Instructions to follow:
Could you copy out every line of the listing below, word for word?

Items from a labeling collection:
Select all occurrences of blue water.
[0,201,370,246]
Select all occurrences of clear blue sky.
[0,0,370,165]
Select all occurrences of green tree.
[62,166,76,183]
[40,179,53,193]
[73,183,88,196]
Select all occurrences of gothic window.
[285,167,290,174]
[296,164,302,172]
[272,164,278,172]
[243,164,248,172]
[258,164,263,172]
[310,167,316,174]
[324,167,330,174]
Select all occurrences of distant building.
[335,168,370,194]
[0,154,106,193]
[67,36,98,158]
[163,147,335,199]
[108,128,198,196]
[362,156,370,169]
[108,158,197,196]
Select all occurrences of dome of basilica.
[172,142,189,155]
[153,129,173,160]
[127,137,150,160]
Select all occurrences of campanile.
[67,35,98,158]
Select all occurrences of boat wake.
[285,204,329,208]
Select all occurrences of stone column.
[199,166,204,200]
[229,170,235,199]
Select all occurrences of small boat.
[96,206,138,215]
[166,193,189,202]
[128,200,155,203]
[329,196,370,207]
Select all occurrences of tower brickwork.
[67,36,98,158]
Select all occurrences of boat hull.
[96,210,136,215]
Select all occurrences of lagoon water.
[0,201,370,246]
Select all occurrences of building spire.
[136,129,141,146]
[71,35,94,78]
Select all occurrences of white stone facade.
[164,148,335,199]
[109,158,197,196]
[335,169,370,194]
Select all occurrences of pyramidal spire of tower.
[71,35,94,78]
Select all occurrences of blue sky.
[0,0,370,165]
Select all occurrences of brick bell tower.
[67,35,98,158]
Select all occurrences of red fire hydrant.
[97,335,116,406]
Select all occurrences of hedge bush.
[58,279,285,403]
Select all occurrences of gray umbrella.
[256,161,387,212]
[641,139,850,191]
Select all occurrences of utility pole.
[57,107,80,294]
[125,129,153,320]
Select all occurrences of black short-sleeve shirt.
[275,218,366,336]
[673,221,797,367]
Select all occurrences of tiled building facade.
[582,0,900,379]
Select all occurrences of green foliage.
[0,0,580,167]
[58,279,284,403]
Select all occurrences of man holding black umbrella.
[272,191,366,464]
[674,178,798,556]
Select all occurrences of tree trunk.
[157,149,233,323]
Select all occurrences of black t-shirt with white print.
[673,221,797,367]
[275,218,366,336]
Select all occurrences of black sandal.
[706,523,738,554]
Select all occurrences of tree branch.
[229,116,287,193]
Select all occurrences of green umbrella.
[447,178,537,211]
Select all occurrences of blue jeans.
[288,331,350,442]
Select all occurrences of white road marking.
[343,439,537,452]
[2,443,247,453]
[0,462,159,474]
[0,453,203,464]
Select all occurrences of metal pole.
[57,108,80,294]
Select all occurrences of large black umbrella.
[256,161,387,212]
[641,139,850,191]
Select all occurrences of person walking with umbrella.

Full solution:
Select all occurrences of blue water.
[0,201,370,246]
Select all occurrences of clear blue sky.
[0,0,370,165]
Select all occurrences of green tree.
[62,166,76,183]
[40,179,53,193]
[73,183,88,196]
Select all occurrences of gothic window.
[285,167,290,174]
[296,164,302,172]
[272,164,278,172]
[243,164,248,172]
[258,164,263,172]
[310,167,316,174]
[324,167,330,174]
Select all occurrences of distant building.
[335,168,370,194]
[0,154,106,193]
[67,36,98,158]
[163,147,335,199]
[108,128,198,196]
[362,156,370,169]
[108,158,197,196]
Select all occurrences of dome of basilica.
[172,142,189,155]
[153,129,173,160]
[127,137,150,160]
Select all occurrences of campanile.
[67,35,98,158]
Select all occurrences of boat wake.
[285,204,329,208]
Select all occurrences of stone column.
[199,166,204,200]
[229,170,235,199]
Select all occurrences of small boat.
[96,206,138,215]
[166,193,189,202]
[128,200,155,203]
[329,196,370,207]
Select all occurrences of tower brickwork.
[67,36,98,158]
Select all occurrences of boat hull.
[96,210,136,215]
Select all occurrences of lagoon water.
[0,201,370,246]
Select all occurrences of building spire.
[136,129,141,146]
[71,35,94,78]
Select all occurrences of white stone facade.
[164,148,335,199]
[109,158,197,196]
[335,169,370,194]
Select all occurrences of pyramidal spire of tower.
[71,35,94,78]
Select all occurrences of blue sky.
[0,0,370,165]
Select all occurrences of brick bell tower.
[67,35,98,158]
Select all occurrences of red fire hydrant.
[97,335,116,406]
Select all occurrences of hedge bush.
[58,279,285,403]
Select all occurrences of gray umbrella.
[256,161,387,212]
[641,139,850,191]
Select all occurrences of utility pole.
[57,107,80,294]
[125,129,153,320]
Select all occurrences of black short-sleeve shirt.
[275,218,366,336]
[673,221,797,367]
Select all occurrences of tiled building facade.
[582,0,900,379]
Select all occurrences of green foliage.
[0,0,580,167]
[58,279,284,403]
Select all occurrences of man holding black umbrella.
[272,191,366,464]
[674,178,798,556]
Select all occurrences of tree trunk.
[157,149,233,323]
Select all occurrences of black t-shirt with white print.
[673,221,797,367]
[275,218,366,336]
Select all occurrences of black sandal.
[706,523,738,554]
Select all occurrences of tree branch.
[229,116,287,193]
Select all occurrences of green umbrella.
[447,178,537,211]
Select all occurrences of blue jeans.
[288,331,350,442]
Select all occurrences of white road marking.
[343,439,537,452]
[2,443,247,453]
[0,462,159,474]
[0,453,203,464]
Select all occurrences of metal pole.
[57,108,80,294]
Select all occurrences of large black umbrella.
[256,161,387,212]
[641,139,850,191]
Select all occurrences of person walking with umbrella.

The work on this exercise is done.